Region outline entries:
- - - -
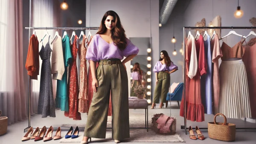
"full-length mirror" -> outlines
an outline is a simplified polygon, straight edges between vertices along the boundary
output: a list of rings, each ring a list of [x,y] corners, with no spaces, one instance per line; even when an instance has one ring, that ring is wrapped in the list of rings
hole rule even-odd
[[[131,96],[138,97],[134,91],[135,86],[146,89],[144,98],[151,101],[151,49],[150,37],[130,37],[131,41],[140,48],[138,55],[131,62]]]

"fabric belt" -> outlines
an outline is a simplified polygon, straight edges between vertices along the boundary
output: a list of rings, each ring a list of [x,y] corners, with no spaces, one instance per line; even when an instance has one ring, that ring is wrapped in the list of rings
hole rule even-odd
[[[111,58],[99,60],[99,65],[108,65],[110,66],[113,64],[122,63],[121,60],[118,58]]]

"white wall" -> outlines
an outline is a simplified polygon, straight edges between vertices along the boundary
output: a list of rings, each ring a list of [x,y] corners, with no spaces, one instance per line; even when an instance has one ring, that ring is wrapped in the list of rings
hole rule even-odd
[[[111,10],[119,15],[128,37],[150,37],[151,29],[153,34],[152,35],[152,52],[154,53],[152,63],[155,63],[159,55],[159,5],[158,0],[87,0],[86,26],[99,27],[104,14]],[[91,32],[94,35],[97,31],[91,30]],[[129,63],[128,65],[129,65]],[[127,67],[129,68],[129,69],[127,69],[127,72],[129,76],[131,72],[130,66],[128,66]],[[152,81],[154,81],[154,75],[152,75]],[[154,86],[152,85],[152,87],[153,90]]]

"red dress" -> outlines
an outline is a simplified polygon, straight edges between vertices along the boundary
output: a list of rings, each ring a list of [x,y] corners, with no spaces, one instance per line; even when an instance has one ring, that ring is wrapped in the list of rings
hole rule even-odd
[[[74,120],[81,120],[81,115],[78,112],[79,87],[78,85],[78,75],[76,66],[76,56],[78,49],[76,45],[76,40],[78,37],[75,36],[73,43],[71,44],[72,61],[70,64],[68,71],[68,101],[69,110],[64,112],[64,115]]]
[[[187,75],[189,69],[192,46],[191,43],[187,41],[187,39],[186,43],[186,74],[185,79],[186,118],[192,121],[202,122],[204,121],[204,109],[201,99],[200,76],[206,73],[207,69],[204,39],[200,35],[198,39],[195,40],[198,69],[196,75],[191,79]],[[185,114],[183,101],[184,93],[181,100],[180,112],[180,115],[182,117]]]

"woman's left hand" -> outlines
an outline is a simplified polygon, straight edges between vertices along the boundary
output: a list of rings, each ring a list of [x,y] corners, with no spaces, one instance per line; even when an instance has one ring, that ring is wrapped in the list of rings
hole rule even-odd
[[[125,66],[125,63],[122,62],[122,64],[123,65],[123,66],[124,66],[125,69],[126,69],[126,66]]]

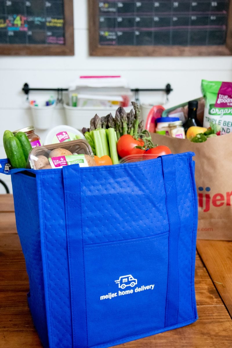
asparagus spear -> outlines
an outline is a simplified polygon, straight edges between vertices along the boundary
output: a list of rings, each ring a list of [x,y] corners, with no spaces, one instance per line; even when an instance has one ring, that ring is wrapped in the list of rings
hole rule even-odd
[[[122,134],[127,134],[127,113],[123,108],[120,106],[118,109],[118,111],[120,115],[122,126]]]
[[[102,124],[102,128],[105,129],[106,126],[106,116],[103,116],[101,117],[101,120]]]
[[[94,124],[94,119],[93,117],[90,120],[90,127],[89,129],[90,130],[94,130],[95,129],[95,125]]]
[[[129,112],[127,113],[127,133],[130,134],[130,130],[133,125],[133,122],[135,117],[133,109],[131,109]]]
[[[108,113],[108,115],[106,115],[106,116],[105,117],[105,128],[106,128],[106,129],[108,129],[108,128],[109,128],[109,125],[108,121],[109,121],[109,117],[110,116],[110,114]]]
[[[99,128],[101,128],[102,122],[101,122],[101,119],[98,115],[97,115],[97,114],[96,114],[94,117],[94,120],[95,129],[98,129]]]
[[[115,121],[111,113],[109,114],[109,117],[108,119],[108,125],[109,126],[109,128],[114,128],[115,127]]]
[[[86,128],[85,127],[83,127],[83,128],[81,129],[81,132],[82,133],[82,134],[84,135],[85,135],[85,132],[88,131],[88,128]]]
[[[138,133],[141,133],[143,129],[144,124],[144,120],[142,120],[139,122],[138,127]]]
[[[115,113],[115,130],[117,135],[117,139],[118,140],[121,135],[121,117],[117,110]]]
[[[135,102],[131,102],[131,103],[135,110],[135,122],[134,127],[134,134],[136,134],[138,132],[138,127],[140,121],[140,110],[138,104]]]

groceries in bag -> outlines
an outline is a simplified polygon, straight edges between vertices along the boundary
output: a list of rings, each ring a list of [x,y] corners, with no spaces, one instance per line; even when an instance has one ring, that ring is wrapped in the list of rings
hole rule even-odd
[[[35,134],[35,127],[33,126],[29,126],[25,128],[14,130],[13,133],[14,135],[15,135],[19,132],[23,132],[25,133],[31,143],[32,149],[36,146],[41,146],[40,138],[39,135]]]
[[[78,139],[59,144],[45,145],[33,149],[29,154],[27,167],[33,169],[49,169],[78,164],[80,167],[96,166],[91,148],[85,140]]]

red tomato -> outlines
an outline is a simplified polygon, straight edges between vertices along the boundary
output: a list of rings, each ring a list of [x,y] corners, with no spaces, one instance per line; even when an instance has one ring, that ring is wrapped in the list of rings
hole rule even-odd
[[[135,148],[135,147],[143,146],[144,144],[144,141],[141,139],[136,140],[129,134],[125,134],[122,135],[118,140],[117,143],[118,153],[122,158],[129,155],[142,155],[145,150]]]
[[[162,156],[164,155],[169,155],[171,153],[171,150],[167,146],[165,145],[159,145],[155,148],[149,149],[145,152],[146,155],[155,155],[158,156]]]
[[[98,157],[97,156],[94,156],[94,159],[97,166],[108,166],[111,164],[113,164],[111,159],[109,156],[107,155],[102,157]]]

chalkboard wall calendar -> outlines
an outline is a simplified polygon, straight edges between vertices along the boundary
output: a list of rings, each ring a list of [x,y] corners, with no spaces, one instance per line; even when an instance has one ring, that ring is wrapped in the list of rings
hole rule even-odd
- - - -
• What is being asked
Set down every record once more, word for word, without pictures.

• Response to the exercise
"full-length mirror" -> outlines
an outline is a simplified polygon, straight edges between vertices along the boundary
output: a list of rings, each ring a list of [x,y] corners, with no spaces, one instance per line; even when an instance has one ring, that ring is wrapped in the list of rings
hole rule even-odd
[[[131,96],[138,97],[134,91],[135,86],[146,89],[144,98],[151,101],[151,49],[150,37],[130,37],[131,41],[140,48],[138,55],[131,62]]]

"fabric belt" -> outlines
an outline is a simplified polygon, straight edges between vertices along the boundary
output: a list of rings, each ring a list of [x,y] corners, with no spaces, one instance per line; even when an instance has one ring, that ring is wrapped in the list of rings
hole rule even-odd
[[[111,58],[99,60],[99,65],[108,65],[110,66],[113,64],[122,63],[121,60],[118,58]]]

"white wall" -> outlines
an outline is a simplified polygon, straight edges between vertices along the boundary
output: a list of rings, each ring a list of [x,y] corners, with no spaces, one instance per line; even when an instance has one ring, that ring is wrapped in the list of rings
hole rule even-odd
[[[111,10],[119,15],[128,37],[150,37],[151,29],[153,34],[152,35],[152,52],[154,53],[152,63],[155,63],[159,55],[159,5],[158,0],[87,0],[86,26],[99,27],[104,14]],[[91,32],[94,35],[97,31],[91,30]],[[129,63],[128,65],[129,65]],[[127,67],[129,68],[129,69],[127,69],[127,72],[129,76],[131,72],[130,66],[128,66]],[[152,81],[154,81],[154,75],[152,75]],[[154,86],[152,85],[152,87],[153,90]]]

"red dress" -> outlines
an outline is a simplified polygon, straight edges between vertices along the boundary
output: a list of rings, each ring a list of [x,y] corners, with no spaces, one instance per line; even when an instance has one ring, that ring is wrapped in the list of rings
hole rule even-odd
[[[74,120],[81,120],[81,115],[78,112],[79,87],[78,85],[78,75],[76,66],[76,56],[78,49],[76,45],[76,40],[78,37],[75,36],[73,43],[71,44],[72,61],[70,64],[68,71],[68,101],[69,110],[64,112],[64,115]]]
[[[187,75],[189,69],[192,46],[191,43],[187,41],[187,39],[186,43],[186,74],[185,79],[186,118],[192,121],[202,122],[204,121],[204,109],[201,99],[200,76],[206,73],[207,69],[204,39],[200,35],[198,39],[195,40],[198,69],[196,75],[191,79]],[[185,114],[183,101],[184,93],[181,100],[180,112],[180,115],[182,117]]]

"woman's left hand" -> outlines
an outline is a simplified polygon, straight edges between vertices along the boundary
output: a list of rings, each ring a list of [x,y] corners, with no spaces, one instance per line; even when an instance has one ring, that ring is wrapped in the list of rings
hole rule even-odd
[[[125,66],[125,63],[122,62],[122,64],[123,65],[123,66],[124,66],[125,69],[126,69],[126,66]]]

asparagus spear -> outlines
an outline is a simplified polygon, straight edges between vertices along the boundary
output: a list of rings, each ring a list of [x,y] corners, with no spaces, one instance per line; even when an instance has one ring, that ring is wrapped in the list of rings
hole rule even-odd
[[[122,134],[127,134],[127,113],[123,108],[120,106],[118,109],[118,111],[120,115],[122,126]]]
[[[102,124],[102,128],[105,129],[106,126],[106,116],[103,116],[101,117],[101,120]]]
[[[94,124],[94,119],[93,117],[90,120],[90,127],[89,129],[90,130],[94,130],[95,129],[95,125]]]
[[[129,112],[127,113],[127,133],[130,134],[130,130],[133,125],[133,122],[135,117],[133,109],[131,109]]]
[[[108,113],[108,115],[106,115],[106,116],[105,117],[105,128],[106,128],[106,129],[108,129],[108,128],[109,128],[109,125],[108,121],[109,121],[109,117],[110,116],[110,114]]]
[[[99,128],[101,128],[102,122],[101,122],[101,119],[98,115],[97,115],[97,114],[96,114],[94,117],[94,120],[95,129],[98,129]]]
[[[115,121],[111,113],[109,114],[109,117],[108,119],[108,125],[109,126],[109,128],[114,128],[115,127]]]
[[[86,128],[85,127],[83,127],[83,128],[81,129],[81,132],[82,133],[82,134],[84,135],[85,135],[85,132],[88,131],[88,128]]]
[[[138,133],[141,133],[143,129],[144,124],[144,120],[142,120],[139,122],[138,127]]]
[[[115,113],[115,130],[117,135],[117,139],[118,140],[121,135],[121,117],[117,110]]]
[[[135,102],[131,102],[131,103],[135,110],[135,122],[134,127],[134,134],[136,134],[138,132],[138,127],[140,121],[140,110],[138,104]]]

groceries in bag -> outlines
an outline is a simplified polygon, straight edges between vertices along the boundary
output: a list of rings, each ring a list of [x,y] corners, with no spaces, one instance per line; even when an instance has one ring, that ring is wrapped in the list of rings
hole rule even-odd
[[[35,134],[35,127],[33,126],[29,126],[25,128],[14,130],[13,133],[14,135],[15,135],[19,132],[23,132],[25,133],[31,143],[32,149],[36,146],[41,146],[40,138],[39,135]]]
[[[78,139],[59,144],[45,145],[33,149],[29,154],[27,167],[33,169],[49,169],[78,164],[80,167],[96,166],[91,148],[85,140]]]

red tomato -> outlines
an outline is a simplified polygon, straight edges between vertices along the boundary
output: a list of rings, each ring a list of [x,y] corners, with no spaces, one instance per line; even when an instance has one ring, that ring is wrapped in the list of rings
hole rule even-odd
[[[135,148],[135,147],[143,146],[144,144],[144,141],[141,139],[136,140],[129,134],[125,134],[122,135],[118,140],[117,143],[118,153],[122,158],[129,155],[142,155],[145,150]]]
[[[162,156],[164,155],[169,155],[171,153],[171,150],[167,146],[165,145],[159,145],[155,148],[149,149],[145,152],[146,155],[155,155],[158,156]]]
[[[98,157],[97,156],[94,156],[94,159],[97,166],[108,166],[111,164],[113,164],[111,159],[109,156],[107,155],[102,157]]]

chalkboard wall calendar -> outlines
an outline is a simplified polygon, straight edges between vertices along the boundary
output: a list of rings, each ring a list of [x,y] corners, with no spaces, one instance per line; even when an instance has one ring, that ring is wrapped in the list of rings
hole rule even-odd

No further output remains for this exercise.